— BEGIN —

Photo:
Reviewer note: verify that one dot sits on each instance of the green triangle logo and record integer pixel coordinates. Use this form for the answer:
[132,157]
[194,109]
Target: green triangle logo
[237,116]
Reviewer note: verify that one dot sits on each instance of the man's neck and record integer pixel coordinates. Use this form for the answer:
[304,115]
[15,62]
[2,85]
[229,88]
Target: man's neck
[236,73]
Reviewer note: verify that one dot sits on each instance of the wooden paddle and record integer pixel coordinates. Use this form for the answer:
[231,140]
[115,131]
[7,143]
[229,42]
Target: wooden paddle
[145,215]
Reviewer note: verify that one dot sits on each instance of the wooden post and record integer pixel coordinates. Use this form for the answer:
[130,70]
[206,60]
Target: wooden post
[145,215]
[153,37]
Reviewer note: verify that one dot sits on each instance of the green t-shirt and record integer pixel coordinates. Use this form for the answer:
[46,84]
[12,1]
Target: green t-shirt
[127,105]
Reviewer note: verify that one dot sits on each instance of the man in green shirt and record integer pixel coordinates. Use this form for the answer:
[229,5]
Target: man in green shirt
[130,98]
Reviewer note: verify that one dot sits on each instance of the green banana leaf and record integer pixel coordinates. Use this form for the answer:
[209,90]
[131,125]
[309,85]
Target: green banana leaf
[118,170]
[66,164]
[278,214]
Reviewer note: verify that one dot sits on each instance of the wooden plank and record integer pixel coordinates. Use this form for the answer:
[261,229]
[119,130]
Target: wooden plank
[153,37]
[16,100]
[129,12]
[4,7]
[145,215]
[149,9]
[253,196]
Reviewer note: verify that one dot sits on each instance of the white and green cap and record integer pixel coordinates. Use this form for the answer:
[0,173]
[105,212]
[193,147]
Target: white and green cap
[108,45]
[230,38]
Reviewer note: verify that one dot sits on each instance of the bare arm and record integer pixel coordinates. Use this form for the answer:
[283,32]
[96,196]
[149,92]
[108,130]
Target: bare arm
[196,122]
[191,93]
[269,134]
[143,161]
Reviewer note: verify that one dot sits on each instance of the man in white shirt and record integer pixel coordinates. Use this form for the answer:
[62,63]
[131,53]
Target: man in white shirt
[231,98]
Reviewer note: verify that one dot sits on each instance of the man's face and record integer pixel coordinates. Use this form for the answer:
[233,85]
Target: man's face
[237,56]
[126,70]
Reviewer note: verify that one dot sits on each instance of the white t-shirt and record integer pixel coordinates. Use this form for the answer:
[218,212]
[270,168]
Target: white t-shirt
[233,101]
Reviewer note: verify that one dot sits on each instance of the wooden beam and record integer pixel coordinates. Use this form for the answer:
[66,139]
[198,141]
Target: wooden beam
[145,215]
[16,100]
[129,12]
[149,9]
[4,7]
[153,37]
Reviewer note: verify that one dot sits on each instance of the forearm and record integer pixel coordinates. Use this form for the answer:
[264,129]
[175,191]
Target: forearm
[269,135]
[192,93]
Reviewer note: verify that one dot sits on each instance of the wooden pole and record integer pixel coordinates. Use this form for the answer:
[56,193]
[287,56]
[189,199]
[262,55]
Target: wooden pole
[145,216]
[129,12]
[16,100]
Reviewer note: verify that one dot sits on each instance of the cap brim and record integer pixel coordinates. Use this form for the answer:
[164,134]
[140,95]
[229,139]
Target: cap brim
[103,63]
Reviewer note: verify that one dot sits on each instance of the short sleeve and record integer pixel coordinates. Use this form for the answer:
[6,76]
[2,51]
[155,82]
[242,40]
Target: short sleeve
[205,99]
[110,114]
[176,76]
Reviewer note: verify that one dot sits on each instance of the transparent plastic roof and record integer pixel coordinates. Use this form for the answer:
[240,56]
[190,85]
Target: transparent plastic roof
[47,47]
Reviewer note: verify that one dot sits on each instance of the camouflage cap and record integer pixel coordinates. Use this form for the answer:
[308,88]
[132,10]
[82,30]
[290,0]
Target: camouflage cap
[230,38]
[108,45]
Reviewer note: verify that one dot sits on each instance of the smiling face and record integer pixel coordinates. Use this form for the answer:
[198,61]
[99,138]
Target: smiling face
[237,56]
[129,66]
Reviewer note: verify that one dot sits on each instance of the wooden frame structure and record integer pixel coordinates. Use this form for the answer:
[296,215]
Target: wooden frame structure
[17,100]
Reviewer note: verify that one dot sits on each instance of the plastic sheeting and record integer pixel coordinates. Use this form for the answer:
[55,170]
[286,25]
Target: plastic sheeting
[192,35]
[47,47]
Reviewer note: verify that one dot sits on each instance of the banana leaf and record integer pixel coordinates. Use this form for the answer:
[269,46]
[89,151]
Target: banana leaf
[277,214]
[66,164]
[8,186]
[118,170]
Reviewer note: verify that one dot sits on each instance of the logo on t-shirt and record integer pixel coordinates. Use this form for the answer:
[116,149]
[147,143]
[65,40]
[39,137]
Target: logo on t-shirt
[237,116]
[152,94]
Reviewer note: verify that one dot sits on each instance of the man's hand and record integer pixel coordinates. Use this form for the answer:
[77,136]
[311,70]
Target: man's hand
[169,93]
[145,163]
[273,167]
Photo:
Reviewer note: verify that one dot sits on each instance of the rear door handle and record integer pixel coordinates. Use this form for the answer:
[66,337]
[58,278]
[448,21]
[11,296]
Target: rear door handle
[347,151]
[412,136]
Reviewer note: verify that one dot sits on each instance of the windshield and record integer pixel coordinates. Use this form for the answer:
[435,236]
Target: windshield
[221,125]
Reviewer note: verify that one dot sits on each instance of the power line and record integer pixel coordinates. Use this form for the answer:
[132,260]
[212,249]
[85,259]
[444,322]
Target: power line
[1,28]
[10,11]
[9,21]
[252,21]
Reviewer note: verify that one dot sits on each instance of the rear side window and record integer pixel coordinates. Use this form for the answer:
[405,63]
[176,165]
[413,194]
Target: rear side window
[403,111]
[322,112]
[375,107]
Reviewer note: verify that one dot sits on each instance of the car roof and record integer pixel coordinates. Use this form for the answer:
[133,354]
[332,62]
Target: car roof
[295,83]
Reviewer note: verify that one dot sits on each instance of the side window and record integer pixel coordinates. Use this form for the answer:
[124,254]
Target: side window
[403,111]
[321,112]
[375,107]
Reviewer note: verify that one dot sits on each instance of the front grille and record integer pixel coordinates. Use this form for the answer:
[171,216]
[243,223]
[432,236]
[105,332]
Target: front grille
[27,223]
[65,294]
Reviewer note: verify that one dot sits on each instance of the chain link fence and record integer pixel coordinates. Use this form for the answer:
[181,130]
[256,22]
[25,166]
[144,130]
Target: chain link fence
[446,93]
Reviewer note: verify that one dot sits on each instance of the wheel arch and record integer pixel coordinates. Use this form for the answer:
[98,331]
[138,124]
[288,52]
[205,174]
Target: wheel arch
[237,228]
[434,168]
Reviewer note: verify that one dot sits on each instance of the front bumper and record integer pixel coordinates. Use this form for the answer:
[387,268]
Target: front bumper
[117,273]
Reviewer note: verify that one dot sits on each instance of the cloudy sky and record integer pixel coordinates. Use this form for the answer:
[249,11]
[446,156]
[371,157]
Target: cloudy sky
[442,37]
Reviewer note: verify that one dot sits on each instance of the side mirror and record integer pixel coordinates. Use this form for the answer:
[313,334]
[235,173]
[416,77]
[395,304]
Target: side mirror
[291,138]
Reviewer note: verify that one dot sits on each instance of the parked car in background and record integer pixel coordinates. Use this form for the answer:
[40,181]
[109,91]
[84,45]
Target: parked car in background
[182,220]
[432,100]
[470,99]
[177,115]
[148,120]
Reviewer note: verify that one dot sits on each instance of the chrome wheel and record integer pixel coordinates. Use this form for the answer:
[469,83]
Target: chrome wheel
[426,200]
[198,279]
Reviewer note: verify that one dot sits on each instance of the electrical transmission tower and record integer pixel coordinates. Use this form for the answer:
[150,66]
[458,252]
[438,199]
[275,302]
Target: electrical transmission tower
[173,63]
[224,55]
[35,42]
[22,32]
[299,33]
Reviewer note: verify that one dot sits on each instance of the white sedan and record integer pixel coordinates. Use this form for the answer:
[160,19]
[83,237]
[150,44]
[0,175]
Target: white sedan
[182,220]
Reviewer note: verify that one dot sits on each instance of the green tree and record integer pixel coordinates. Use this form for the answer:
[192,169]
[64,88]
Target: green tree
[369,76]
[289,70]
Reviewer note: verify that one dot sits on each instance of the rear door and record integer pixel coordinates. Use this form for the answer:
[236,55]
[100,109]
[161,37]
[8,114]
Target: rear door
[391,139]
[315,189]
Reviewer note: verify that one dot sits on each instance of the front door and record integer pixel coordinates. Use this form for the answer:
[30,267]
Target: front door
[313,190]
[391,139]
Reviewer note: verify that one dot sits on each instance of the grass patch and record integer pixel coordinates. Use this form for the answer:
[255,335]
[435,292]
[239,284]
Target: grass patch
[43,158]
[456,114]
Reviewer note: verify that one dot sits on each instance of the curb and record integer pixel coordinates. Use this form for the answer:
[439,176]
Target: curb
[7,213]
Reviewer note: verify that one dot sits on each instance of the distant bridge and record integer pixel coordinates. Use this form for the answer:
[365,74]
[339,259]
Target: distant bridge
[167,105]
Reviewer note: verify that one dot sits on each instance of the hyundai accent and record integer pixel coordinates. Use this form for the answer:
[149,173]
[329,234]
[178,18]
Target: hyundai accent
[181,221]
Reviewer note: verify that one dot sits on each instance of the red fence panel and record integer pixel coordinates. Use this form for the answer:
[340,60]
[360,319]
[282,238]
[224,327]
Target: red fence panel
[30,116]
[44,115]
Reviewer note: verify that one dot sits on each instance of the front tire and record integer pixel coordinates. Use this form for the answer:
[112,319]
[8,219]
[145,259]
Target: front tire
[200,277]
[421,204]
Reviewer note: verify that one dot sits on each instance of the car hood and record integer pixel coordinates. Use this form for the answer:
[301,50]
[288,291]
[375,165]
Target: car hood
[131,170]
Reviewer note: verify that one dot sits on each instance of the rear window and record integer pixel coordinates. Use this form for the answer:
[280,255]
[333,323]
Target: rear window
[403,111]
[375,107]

— END —

## Written exercise
Set down, word for word, every line from the line that holds "the front tire" to the end of the entries above, including both ends.

## Answer in full
Reviewer note: verify that one dot sits on each instance of the front tire and record integer pixel coordinates. Use this form for the answer:
[112,319]
[8,219]
[145,259]
Target: front tire
[200,277]
[421,204]
Reviewer note: verify that one dot sits on each instance of the car hood and record integer pixel coordinates. Use this form for the answer:
[301,50]
[288,291]
[375,165]
Target: car hood
[131,170]
Reviewer note: verify that one dot sits on each instance of the rear window and record integer pixel coordinates. Use this form for the answer:
[280,255]
[333,323]
Target: rear window
[403,111]
[375,107]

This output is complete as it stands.